ASSIGNMENT:
Once the line containing "negative clicks: (352, 68)" has been printed, stop; print every line before it exactly, starting at the top of the material below.
═══ PROVIDED RECORDS
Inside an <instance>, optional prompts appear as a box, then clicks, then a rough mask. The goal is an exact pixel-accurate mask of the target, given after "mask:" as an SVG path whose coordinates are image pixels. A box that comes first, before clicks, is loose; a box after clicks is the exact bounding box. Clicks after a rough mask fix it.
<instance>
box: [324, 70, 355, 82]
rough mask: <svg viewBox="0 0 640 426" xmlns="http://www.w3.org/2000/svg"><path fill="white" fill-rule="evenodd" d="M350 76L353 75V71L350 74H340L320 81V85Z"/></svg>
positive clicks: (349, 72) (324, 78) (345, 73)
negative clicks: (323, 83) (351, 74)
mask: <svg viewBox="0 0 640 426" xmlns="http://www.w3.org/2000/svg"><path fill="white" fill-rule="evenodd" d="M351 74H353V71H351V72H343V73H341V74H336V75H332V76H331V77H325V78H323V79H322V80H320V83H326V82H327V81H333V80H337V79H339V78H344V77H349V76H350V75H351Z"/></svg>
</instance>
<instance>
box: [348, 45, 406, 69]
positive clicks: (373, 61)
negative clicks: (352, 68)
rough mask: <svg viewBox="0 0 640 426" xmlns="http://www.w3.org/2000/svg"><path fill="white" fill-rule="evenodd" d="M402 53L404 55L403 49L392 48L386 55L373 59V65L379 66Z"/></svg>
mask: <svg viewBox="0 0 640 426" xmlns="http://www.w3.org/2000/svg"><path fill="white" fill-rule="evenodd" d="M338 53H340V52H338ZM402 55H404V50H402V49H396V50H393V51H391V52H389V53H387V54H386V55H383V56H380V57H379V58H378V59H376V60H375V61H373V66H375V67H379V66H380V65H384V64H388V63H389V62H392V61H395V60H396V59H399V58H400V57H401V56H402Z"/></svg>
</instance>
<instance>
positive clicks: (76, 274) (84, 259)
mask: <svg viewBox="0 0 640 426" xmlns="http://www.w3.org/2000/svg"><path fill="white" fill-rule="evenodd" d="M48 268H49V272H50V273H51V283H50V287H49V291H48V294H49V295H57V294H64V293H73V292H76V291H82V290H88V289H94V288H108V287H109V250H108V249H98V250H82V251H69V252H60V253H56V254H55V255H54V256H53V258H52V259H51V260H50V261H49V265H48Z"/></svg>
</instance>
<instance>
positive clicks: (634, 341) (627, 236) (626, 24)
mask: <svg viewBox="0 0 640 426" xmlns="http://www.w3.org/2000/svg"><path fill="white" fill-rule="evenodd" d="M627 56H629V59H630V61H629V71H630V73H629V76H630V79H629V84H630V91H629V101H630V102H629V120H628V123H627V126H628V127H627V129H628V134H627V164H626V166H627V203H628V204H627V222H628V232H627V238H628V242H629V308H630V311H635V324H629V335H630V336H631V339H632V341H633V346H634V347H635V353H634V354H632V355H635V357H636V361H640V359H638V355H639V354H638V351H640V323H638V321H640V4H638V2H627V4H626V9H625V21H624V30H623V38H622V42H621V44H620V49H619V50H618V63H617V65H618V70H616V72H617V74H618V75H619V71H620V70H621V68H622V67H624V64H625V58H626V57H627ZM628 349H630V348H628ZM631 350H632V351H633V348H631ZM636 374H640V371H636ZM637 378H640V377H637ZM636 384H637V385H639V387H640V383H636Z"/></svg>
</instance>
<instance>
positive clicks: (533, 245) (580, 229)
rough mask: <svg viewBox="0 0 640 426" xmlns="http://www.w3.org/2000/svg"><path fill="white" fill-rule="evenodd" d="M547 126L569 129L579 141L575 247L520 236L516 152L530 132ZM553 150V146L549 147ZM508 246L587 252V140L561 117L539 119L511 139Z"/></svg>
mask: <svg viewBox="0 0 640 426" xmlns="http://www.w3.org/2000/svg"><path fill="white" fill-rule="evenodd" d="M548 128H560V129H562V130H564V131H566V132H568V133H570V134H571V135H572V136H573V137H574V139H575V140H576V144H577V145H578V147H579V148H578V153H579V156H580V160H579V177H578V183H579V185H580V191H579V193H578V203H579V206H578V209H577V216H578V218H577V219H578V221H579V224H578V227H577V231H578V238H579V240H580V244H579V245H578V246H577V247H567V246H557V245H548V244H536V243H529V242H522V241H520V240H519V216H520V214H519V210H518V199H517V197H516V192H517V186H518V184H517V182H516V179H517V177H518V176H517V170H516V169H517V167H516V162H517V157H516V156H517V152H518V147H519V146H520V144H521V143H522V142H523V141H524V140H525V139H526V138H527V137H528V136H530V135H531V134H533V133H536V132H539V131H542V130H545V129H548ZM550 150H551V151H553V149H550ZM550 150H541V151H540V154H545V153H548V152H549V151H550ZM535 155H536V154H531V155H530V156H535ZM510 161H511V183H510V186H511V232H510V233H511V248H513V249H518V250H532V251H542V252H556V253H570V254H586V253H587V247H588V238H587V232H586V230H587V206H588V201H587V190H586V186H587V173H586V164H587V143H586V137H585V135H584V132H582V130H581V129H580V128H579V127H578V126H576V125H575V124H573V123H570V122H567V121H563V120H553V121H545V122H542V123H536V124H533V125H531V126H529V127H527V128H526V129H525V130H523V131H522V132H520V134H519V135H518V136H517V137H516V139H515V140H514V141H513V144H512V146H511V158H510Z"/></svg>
══════
REPLY:
Inside an <instance>, optional prompts appear as a box, then clicks, then a rough mask. The goal is an exact pixel-accurate mask of the target, given after "mask:" as an SVG path whose coordinates are image pixels. A box that comes first, before clicks, is loose; a box after clicks is the exact bounding box. Clicks after a rough mask fix it.
<instance>
box: [324, 70, 355, 82]
rough mask: <svg viewBox="0 0 640 426" xmlns="http://www.w3.org/2000/svg"><path fill="white" fill-rule="evenodd" d="M350 76L353 75V71L350 74H340L320 81V85Z"/></svg>
positive clicks: (349, 72) (324, 78) (345, 73)
negative clicks: (323, 83) (351, 74)
mask: <svg viewBox="0 0 640 426" xmlns="http://www.w3.org/2000/svg"><path fill="white" fill-rule="evenodd" d="M351 74H353V71H351V72H343V73H341V74H336V75H332V76H331V77H325V78H323V79H322V80H320V83H326V82H327V81H333V80H337V79H339V78H344V77H349V76H350V75H351Z"/></svg>
</instance>
<instance>
box: [348, 45, 406, 69]
positive clicks: (373, 61)
negative clicks: (352, 68)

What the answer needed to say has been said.